*MATERIAL SHOWN*.
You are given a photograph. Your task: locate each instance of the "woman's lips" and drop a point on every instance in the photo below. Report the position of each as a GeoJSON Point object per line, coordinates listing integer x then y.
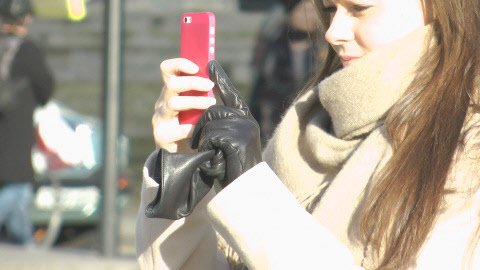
{"type": "Point", "coordinates": [348, 60]}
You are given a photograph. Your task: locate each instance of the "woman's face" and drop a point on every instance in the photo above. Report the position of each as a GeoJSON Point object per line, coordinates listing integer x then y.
{"type": "Point", "coordinates": [360, 26]}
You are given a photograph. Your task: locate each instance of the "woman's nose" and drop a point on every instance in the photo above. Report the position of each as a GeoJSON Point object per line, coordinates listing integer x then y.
{"type": "Point", "coordinates": [340, 30]}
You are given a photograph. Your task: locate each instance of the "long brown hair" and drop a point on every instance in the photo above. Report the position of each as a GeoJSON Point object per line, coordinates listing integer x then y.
{"type": "Point", "coordinates": [425, 128]}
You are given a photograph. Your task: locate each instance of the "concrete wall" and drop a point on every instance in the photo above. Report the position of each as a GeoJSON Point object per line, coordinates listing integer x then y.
{"type": "Point", "coordinates": [151, 35]}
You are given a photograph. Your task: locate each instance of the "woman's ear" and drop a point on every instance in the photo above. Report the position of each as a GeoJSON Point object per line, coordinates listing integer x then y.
{"type": "Point", "coordinates": [27, 19]}
{"type": "Point", "coordinates": [428, 12]}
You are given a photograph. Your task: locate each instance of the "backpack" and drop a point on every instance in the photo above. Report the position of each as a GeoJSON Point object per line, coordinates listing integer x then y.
{"type": "Point", "coordinates": [10, 89]}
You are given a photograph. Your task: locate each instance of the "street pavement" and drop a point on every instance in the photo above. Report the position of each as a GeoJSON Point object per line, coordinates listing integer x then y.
{"type": "Point", "coordinates": [18, 258]}
{"type": "Point", "coordinates": [77, 255]}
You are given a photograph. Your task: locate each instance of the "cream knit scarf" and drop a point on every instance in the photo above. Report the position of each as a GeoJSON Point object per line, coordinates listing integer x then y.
{"type": "Point", "coordinates": [337, 168]}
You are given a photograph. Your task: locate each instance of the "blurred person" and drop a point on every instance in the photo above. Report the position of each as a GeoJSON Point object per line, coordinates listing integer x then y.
{"type": "Point", "coordinates": [287, 54]}
{"type": "Point", "coordinates": [16, 125]}
{"type": "Point", "coordinates": [393, 183]}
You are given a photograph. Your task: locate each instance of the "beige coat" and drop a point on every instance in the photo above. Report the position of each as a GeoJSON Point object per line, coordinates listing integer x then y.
{"type": "Point", "coordinates": [265, 221]}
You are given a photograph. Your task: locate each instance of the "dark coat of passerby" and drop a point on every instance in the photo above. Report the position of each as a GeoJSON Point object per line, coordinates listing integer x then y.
{"type": "Point", "coordinates": [286, 56]}
{"type": "Point", "coordinates": [17, 135]}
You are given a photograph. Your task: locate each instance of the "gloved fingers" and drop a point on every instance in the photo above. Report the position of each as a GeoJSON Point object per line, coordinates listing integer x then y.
{"type": "Point", "coordinates": [213, 113]}
{"type": "Point", "coordinates": [225, 89]}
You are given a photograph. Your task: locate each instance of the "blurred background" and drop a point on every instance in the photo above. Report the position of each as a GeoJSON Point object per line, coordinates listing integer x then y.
{"type": "Point", "coordinates": [75, 44]}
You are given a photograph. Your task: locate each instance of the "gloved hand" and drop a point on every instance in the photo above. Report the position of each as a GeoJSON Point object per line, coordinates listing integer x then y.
{"type": "Point", "coordinates": [230, 128]}
{"type": "Point", "coordinates": [184, 179]}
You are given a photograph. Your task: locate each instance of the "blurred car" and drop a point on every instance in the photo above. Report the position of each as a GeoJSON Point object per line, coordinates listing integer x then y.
{"type": "Point", "coordinates": [68, 164]}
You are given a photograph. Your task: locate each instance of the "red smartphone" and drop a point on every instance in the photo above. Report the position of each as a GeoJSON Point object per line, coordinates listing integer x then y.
{"type": "Point", "coordinates": [197, 43]}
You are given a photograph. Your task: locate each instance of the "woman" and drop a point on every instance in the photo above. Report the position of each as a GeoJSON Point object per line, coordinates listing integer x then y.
{"type": "Point", "coordinates": [392, 184]}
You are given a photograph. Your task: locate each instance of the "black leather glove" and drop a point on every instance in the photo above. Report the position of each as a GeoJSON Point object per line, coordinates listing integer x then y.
{"type": "Point", "coordinates": [184, 179]}
{"type": "Point", "coordinates": [230, 128]}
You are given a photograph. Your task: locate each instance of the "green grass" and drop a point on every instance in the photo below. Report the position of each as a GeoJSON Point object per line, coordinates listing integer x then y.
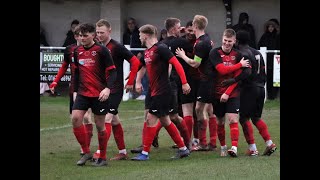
{"type": "Point", "coordinates": [59, 150]}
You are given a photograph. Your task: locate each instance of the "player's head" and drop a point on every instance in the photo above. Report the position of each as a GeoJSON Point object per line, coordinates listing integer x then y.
{"type": "Point", "coordinates": [103, 30]}
{"type": "Point", "coordinates": [76, 34]}
{"type": "Point", "coordinates": [73, 25]}
{"type": "Point", "coordinates": [87, 34]}
{"type": "Point", "coordinates": [147, 32]}
{"type": "Point", "coordinates": [228, 39]}
{"type": "Point", "coordinates": [243, 37]}
{"type": "Point", "coordinates": [131, 24]}
{"type": "Point", "coordinates": [199, 22]}
{"type": "Point", "coordinates": [189, 31]}
{"type": "Point", "coordinates": [173, 26]}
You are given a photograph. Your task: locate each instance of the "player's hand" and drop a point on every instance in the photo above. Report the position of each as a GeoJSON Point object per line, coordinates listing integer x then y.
{"type": "Point", "coordinates": [104, 94]}
{"type": "Point", "coordinates": [139, 87]}
{"type": "Point", "coordinates": [74, 96]}
{"type": "Point", "coordinates": [244, 62]}
{"type": "Point", "coordinates": [224, 97]}
{"type": "Point", "coordinates": [227, 82]}
{"type": "Point", "coordinates": [127, 76]}
{"type": "Point", "coordinates": [186, 88]}
{"type": "Point", "coordinates": [129, 88]}
{"type": "Point", "coordinates": [52, 86]}
{"type": "Point", "coordinates": [180, 52]}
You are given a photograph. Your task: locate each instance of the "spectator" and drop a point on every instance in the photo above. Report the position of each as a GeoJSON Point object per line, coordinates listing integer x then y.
{"type": "Point", "coordinates": [270, 39]}
{"type": "Point", "coordinates": [163, 34]}
{"type": "Point", "coordinates": [278, 32]}
{"type": "Point", "coordinates": [70, 34]}
{"type": "Point", "coordinates": [131, 37]}
{"type": "Point", "coordinates": [243, 24]}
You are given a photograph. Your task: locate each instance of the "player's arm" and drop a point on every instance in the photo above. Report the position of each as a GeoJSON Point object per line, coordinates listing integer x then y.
{"type": "Point", "coordinates": [62, 69]}
{"type": "Point", "coordinates": [140, 74]}
{"type": "Point", "coordinates": [246, 72]}
{"type": "Point", "coordinates": [110, 72]}
{"type": "Point", "coordinates": [165, 53]}
{"type": "Point", "coordinates": [216, 60]}
{"type": "Point", "coordinates": [195, 62]}
{"type": "Point", "coordinates": [76, 72]}
{"type": "Point", "coordinates": [226, 94]}
{"type": "Point", "coordinates": [134, 64]}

*AIM OF THE EXERCISE*. Will you restate every entry word for word and omit the images?

*OUTPUT BELOW*.
You are given a photograph. Your task: locate each instance of the "woman's lips" and drop a point on every instance in the photo below. Report the position of each as a GeoJSON Point object per line, coordinates listing integer x then y.
{"type": "Point", "coordinates": [348, 60]}
You are given a photograph. Your task: locate each instance of the "woman's face" and drop a point on every instance in the photo above. Report the position of each as a GeoJSON Point object per line, coordinates listing integer x then y.
{"type": "Point", "coordinates": [360, 26]}
You are given a photograph. Your task: locate each instance of the "woman's nose" and drop a point on every instance in the photo above. Report the position of each as a GeoJSON Point object per line, coordinates listing integer x then y.
{"type": "Point", "coordinates": [340, 30]}
You are given a photograph. Your task: locate each instance of the "long brown hair" and drop a point on every instance in the photo above. Report the position of each as a GeoJSON Point object per line, coordinates listing integer x then y.
{"type": "Point", "coordinates": [425, 128]}
You are given a photograph. Your task: locate each instance of the "concrete wall" and drop a point on every instance in the photo above. Report the position of each as a GeoJSON Point object per line, coordinates listing integer x then y.
{"type": "Point", "coordinates": [151, 35]}
You are given a photograph. Your task: locate each instance of the "woman's ear" and drop a point on every instance in the photo above. Report the position of each as a GeoJSON Point object per line, coordinates listing integer x then y.
{"type": "Point", "coordinates": [27, 19]}
{"type": "Point", "coordinates": [428, 12]}
You are given a photograph. Your task: locate each instance of the "backpack" and drop a point on every instance in the photo above. Report the position of each as a GeoJSON Point object per line, coordinates listing integer x then y.
{"type": "Point", "coordinates": [10, 89]}
You are given a photograph. Your task: locate each instance of the "street pavement" and drop a point on every instance in the photo above. Report the position of each as a GeoJSON Point object per line, coordinates listing integer x then y.
{"type": "Point", "coordinates": [18, 258]}
{"type": "Point", "coordinates": [77, 255]}
You are given a photograph. Your task: locate each instance of the "cream knit scarf" and drop a point on every instance in the photo above. Report the position of each as a GeoJSON Point object per line, coordinates listing integer x then y.
{"type": "Point", "coordinates": [337, 168]}
You are given a photograph. Your task: locate each instance of the "blurred person" and drop a point on every instance in the photo above. Report the position of each as a GeoJSON Point object per line, coordinates listing integer x then y.
{"type": "Point", "coordinates": [287, 54]}
{"type": "Point", "coordinates": [16, 125]}
{"type": "Point", "coordinates": [393, 183]}
You are given a photograph. Your task: locate each instance of the "beige coat" and drop a point on every instance in the photo above. Report the position of each as a GeoJSON Point object per line, coordinates listing integer x then y.
{"type": "Point", "coordinates": [265, 221]}
You are given a photograph. Your task: locate each instance of the "dark coat of passerby" and drop a point on every instance in the photo above. Report the position of each as a GeoJSON Point object per line, coordinates listing integer x then y.
{"type": "Point", "coordinates": [286, 56]}
{"type": "Point", "coordinates": [17, 135]}
You are given a photograph. Your task: locate each instance of the "gloved fingers" and drop a point on every instance in the photo above. Report the position of each as a GeoJSON Point object per line, coordinates listing integer x then y.
{"type": "Point", "coordinates": [213, 113]}
{"type": "Point", "coordinates": [225, 89]}
You are given a photograph. Your task: locate each instance of the "blurred background" and drop a point on every instance in the photo above. Report the position of each as a GeoJSON Point object per line, coordinates listing integer x then y.
{"type": "Point", "coordinates": [75, 44]}
You are given a photograph. Your task: locate each instance of the "gloved hand" and drop a point on every instance in the photo above. Report the position of each as a GeoJSON Point object per line, coordinates listing integer x then y.
{"type": "Point", "coordinates": [230, 128]}
{"type": "Point", "coordinates": [184, 179]}
You are given a photograph. Your task: locate each instance of the "blurred car" and drop a point on every instance in the photo above. Report the position of each as a GeoJSON Point object per line, coordinates listing integer x then y.
{"type": "Point", "coordinates": [68, 164]}
You are given a photograph. Your task: locate each instance of the "red smartphone" and drop a point on every instance in the photo above. Report the position of each as a GeoJSON Point object per line, coordinates listing integer x then y.
{"type": "Point", "coordinates": [197, 43]}
You are given a photograph. Your task: locate each instance of the "woman" and drop a point on every instance in the photo above. Report the position of each as a GeoJSON Point object per line, coordinates listing integer x then y.
{"type": "Point", "coordinates": [392, 184]}
You are given a photograph. Your task: locate each instance of the "black leather glove" and drop a point on every instance in the photo above. Report the position of each as a GeoJSON Point object per line, coordinates listing integer x then y.
{"type": "Point", "coordinates": [184, 179]}
{"type": "Point", "coordinates": [230, 128]}
You are given a photograph. Your task: locate each instance of the "green grass" and drop a point on every instance in the photo below. Report the position of each as a GeoJSON Point object per line, coordinates listing integer x then y.
{"type": "Point", "coordinates": [59, 150]}
You are given a photograph. Your task: locate each instance of the "player's head" and drop a point on every instance in the photo above. Report the position of each as a GeoJSON Point object per line, coordinates listing integer x then y.
{"type": "Point", "coordinates": [103, 30]}
{"type": "Point", "coordinates": [76, 34]}
{"type": "Point", "coordinates": [73, 25]}
{"type": "Point", "coordinates": [87, 34]}
{"type": "Point", "coordinates": [147, 32]}
{"type": "Point", "coordinates": [228, 39]}
{"type": "Point", "coordinates": [243, 37]}
{"type": "Point", "coordinates": [131, 24]}
{"type": "Point", "coordinates": [199, 22]}
{"type": "Point", "coordinates": [189, 31]}
{"type": "Point", "coordinates": [173, 26]}
You are given a photograph. Your task: locate each instance of the "player's hand" and drop a point on every instance in the photo above. Report the position of each as a GeoJSON Point object per line, coordinates listing integer x then y.
{"type": "Point", "coordinates": [104, 94]}
{"type": "Point", "coordinates": [139, 87]}
{"type": "Point", "coordinates": [74, 96]}
{"type": "Point", "coordinates": [244, 62]}
{"type": "Point", "coordinates": [224, 97]}
{"type": "Point", "coordinates": [227, 82]}
{"type": "Point", "coordinates": [127, 76]}
{"type": "Point", "coordinates": [186, 88]}
{"type": "Point", "coordinates": [129, 88]}
{"type": "Point", "coordinates": [52, 86]}
{"type": "Point", "coordinates": [180, 52]}
You are given a photograph. Your task: locate each instance of the "spectator" and drop a point on every instance in the photo above. Report the position of each as a GeoJSON Point object per line, coordinates listing integer x then y.
{"type": "Point", "coordinates": [270, 39]}
{"type": "Point", "coordinates": [163, 34]}
{"type": "Point", "coordinates": [278, 32]}
{"type": "Point", "coordinates": [70, 34]}
{"type": "Point", "coordinates": [131, 37]}
{"type": "Point", "coordinates": [243, 24]}
You are given a photograph. Your task: locate each instance of the "player's arm" and drop a point on every instance in the photo above. Report the position of each as a GeoJSON Point object per line, coordinates listing integer x then y.
{"type": "Point", "coordinates": [62, 69]}
{"type": "Point", "coordinates": [140, 74]}
{"type": "Point", "coordinates": [246, 72]}
{"type": "Point", "coordinates": [110, 72]}
{"type": "Point", "coordinates": [165, 53]}
{"type": "Point", "coordinates": [216, 60]}
{"type": "Point", "coordinates": [195, 62]}
{"type": "Point", "coordinates": [76, 72]}
{"type": "Point", "coordinates": [226, 94]}
{"type": "Point", "coordinates": [134, 64]}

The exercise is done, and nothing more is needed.